Find every line below with the string "instance" and pick it out.

[Data items]

◇ ◇ ◇

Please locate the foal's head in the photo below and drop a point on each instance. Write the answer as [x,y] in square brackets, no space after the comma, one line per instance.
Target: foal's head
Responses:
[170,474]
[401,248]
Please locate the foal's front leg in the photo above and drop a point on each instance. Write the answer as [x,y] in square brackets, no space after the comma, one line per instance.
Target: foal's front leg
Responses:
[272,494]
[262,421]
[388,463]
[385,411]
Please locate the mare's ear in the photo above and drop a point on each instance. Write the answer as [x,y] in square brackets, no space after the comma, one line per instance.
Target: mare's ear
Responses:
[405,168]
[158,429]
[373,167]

◇ ◇ ◇

_ANSWER SPACE_.
Please locate the foal's head in the photo below and drop a point on each instance. Write the answer as [x,y] in square brackets, no space after the comma, one line per instance.
Please locate the foal's front leg in the photo above and drop a point on each instance. Write the answer as [x,y] in square brackets, no space after the comma, one line per instance.
Please locate the mare's ear in the photo above and drop a point on each instance. Write the answer as [x,y] in square brackets, no space after the comma, one line per instance.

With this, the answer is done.